Extract every one of the lines below that contains the word "dark".

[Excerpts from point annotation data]
---+---
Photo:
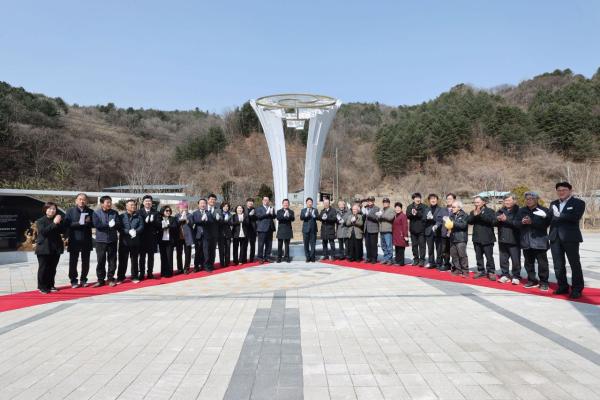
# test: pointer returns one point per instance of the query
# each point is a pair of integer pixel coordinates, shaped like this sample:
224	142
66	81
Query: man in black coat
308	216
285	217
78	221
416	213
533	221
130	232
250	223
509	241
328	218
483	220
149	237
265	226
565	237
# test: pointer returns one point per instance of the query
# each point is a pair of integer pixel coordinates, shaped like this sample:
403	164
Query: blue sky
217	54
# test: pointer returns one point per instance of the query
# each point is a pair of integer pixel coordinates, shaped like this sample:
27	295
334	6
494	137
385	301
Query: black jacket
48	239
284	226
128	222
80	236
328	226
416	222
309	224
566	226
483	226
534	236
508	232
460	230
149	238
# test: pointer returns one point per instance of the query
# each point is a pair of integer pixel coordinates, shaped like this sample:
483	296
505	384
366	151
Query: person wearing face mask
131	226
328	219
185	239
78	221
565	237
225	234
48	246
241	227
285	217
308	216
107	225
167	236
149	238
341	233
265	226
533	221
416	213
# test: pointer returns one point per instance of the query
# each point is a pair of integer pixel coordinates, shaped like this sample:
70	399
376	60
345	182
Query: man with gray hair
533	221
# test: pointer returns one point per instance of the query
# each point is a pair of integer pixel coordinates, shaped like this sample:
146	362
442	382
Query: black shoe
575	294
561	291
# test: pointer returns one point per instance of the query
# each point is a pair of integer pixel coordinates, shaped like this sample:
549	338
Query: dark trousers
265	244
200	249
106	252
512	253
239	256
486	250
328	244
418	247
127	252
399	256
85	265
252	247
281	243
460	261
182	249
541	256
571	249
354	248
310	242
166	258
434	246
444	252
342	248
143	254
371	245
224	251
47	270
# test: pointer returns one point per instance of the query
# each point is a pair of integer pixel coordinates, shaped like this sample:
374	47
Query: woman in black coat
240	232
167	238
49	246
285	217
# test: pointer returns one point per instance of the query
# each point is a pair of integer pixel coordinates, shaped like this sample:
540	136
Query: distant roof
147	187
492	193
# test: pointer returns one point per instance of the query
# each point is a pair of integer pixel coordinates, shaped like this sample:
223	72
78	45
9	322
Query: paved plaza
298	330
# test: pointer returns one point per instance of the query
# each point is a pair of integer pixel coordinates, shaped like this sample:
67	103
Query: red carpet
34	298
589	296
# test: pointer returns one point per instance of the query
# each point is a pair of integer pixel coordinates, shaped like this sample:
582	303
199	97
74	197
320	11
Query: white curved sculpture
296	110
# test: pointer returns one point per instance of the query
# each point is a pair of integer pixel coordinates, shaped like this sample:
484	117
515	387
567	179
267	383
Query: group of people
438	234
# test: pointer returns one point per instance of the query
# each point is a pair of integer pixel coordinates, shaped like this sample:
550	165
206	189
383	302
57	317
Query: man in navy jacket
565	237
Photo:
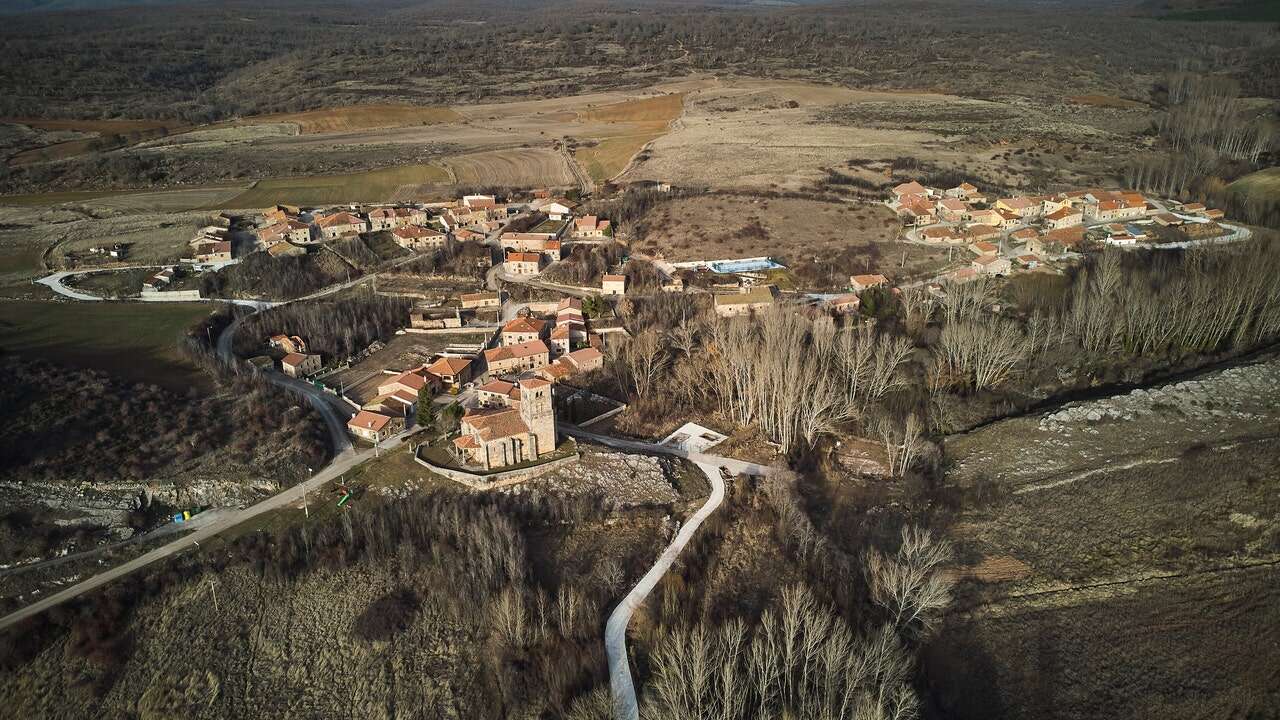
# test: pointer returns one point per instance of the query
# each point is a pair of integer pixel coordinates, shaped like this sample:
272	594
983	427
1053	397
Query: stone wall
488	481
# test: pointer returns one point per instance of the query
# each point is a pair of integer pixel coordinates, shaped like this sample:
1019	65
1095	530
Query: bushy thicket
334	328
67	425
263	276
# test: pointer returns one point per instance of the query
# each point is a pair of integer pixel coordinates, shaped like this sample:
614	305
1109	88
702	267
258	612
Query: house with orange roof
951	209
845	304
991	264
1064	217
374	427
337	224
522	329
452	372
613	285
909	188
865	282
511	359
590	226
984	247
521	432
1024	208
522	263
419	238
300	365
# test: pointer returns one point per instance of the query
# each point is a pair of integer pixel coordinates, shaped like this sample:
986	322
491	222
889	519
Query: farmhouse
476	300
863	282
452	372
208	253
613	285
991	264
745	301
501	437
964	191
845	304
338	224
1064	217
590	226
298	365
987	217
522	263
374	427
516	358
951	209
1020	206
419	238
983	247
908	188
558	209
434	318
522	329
---+---
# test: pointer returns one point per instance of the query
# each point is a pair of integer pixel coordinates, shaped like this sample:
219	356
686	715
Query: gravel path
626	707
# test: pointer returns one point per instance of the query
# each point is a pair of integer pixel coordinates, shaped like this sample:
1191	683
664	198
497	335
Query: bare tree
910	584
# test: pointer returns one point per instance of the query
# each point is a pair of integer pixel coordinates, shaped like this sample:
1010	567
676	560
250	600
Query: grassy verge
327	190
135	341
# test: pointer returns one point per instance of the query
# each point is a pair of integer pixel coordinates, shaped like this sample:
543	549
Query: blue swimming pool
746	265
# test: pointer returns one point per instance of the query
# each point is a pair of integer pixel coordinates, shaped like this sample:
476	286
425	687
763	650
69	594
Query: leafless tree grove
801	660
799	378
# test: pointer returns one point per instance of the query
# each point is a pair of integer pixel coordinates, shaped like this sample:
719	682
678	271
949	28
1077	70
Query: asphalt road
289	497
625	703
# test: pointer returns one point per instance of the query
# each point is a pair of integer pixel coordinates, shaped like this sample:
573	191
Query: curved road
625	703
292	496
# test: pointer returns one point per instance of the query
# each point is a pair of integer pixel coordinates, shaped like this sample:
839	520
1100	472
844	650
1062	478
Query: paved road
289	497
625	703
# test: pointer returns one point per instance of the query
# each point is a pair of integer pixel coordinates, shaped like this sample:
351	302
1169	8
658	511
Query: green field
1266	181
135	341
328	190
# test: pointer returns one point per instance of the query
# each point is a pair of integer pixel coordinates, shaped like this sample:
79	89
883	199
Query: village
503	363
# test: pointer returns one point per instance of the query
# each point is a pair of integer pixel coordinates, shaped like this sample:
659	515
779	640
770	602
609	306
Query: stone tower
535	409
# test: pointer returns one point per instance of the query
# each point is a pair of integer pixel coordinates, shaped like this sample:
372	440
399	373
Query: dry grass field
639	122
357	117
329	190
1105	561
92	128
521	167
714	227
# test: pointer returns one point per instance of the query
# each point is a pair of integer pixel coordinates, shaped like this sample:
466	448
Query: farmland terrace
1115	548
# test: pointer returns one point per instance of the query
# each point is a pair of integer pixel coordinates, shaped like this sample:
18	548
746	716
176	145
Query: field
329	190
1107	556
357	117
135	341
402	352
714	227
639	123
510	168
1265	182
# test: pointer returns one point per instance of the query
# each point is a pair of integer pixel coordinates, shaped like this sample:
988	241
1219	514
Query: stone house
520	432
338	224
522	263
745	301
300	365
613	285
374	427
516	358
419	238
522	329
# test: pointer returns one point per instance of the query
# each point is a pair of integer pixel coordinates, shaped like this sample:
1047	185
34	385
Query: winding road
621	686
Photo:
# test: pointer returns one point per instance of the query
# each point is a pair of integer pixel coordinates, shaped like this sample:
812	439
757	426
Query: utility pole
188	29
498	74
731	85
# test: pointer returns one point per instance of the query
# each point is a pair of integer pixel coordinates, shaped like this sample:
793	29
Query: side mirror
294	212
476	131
---+---
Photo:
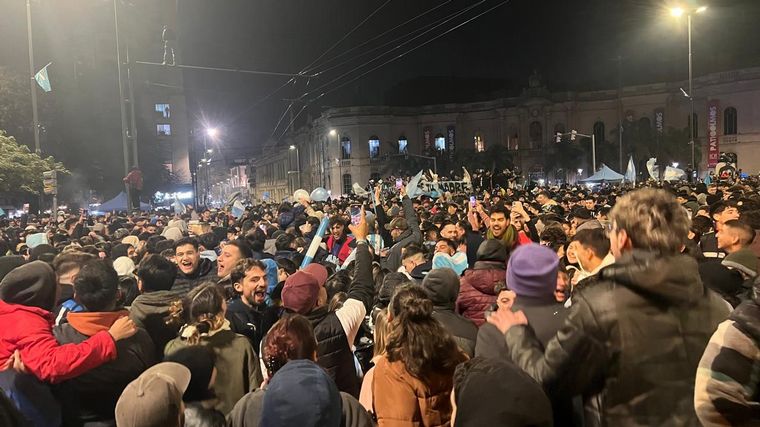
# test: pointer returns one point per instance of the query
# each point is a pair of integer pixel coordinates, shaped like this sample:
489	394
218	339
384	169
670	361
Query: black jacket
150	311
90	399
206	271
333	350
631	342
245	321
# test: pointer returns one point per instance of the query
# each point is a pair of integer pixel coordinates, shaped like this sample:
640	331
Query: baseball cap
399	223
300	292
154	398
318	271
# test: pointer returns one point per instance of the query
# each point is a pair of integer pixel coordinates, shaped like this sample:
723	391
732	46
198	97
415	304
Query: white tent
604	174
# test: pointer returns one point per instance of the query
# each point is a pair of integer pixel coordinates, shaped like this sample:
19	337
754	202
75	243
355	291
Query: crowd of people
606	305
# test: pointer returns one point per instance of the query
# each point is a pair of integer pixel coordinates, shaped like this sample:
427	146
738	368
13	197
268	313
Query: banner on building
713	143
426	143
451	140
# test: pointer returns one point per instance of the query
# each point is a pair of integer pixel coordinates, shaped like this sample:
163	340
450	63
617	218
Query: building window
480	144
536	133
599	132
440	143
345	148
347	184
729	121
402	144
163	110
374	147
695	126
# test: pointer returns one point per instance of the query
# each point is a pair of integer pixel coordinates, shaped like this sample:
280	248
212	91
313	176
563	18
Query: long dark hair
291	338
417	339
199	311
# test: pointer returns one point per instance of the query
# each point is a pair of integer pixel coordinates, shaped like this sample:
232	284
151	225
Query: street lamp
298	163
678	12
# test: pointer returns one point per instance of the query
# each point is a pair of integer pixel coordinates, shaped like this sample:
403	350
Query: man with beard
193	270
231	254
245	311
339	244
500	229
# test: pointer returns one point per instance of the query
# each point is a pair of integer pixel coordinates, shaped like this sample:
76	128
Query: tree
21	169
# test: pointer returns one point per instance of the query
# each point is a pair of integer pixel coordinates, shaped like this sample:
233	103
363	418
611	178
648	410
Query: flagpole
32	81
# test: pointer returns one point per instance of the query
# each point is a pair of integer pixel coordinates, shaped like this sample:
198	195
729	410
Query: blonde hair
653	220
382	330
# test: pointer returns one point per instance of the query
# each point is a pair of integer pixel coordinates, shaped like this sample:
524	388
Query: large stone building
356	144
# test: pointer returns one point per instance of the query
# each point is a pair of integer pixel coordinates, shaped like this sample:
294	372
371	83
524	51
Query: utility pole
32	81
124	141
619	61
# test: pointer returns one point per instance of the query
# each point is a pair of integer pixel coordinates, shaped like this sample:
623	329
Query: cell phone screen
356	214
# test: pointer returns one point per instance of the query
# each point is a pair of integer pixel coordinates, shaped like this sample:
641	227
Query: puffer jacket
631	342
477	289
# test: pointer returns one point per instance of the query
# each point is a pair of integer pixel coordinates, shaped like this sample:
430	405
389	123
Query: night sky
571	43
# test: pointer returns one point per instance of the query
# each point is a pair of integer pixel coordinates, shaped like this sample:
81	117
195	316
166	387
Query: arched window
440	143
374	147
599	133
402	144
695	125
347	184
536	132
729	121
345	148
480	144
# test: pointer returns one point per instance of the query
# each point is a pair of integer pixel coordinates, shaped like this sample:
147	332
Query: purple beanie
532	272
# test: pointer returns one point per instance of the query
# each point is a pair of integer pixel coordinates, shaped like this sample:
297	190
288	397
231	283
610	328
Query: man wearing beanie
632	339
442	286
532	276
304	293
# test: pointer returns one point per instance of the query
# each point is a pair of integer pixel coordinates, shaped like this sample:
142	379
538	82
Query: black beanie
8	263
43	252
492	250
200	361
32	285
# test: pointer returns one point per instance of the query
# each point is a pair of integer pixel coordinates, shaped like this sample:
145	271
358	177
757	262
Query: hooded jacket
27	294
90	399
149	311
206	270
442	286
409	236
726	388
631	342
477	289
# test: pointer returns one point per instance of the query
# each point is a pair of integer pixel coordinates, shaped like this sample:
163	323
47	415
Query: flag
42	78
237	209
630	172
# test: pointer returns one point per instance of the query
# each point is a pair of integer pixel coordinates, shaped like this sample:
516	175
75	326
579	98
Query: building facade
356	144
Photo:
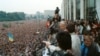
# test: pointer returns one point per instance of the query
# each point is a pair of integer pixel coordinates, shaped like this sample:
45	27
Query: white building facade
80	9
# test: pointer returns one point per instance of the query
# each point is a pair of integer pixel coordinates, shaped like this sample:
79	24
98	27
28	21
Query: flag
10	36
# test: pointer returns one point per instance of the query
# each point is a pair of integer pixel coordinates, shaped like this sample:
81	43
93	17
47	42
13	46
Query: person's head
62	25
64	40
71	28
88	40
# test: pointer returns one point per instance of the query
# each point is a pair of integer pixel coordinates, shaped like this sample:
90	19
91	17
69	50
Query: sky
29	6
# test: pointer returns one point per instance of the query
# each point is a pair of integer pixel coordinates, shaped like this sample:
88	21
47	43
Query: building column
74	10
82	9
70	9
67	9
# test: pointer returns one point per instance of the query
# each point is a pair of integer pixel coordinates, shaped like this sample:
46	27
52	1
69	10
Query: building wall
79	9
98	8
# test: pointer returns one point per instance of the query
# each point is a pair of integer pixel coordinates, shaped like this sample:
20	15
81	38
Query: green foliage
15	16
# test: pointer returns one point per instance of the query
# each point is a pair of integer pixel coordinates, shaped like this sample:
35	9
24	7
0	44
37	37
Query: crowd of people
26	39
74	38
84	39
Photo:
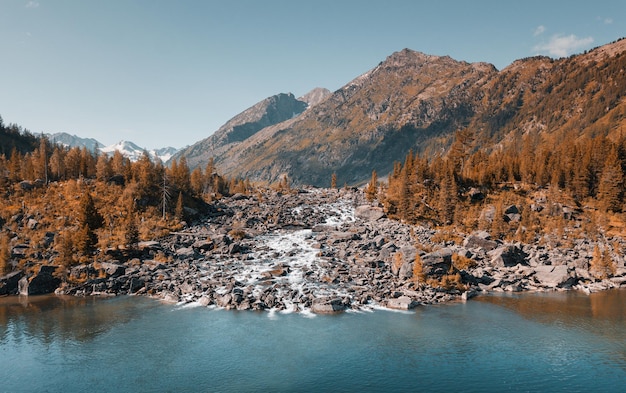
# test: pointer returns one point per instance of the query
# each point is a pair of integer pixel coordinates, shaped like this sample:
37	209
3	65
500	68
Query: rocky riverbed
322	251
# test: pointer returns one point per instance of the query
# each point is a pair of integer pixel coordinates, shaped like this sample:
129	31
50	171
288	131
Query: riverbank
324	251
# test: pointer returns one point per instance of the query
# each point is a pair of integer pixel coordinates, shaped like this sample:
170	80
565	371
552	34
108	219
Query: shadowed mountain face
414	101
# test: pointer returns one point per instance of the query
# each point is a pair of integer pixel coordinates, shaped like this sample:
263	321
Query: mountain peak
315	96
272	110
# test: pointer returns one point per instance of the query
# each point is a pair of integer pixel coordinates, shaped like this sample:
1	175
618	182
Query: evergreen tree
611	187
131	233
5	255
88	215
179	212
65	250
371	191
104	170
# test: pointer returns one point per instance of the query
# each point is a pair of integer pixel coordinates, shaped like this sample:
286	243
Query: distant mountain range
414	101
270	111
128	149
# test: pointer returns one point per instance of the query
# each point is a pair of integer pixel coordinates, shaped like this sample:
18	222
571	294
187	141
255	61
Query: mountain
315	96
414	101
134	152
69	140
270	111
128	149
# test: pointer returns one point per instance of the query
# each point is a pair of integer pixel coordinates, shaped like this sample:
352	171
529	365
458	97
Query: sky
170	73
---+---
— EXERCISE RESPONSE —
Query: dark trousers
Query: long dark hair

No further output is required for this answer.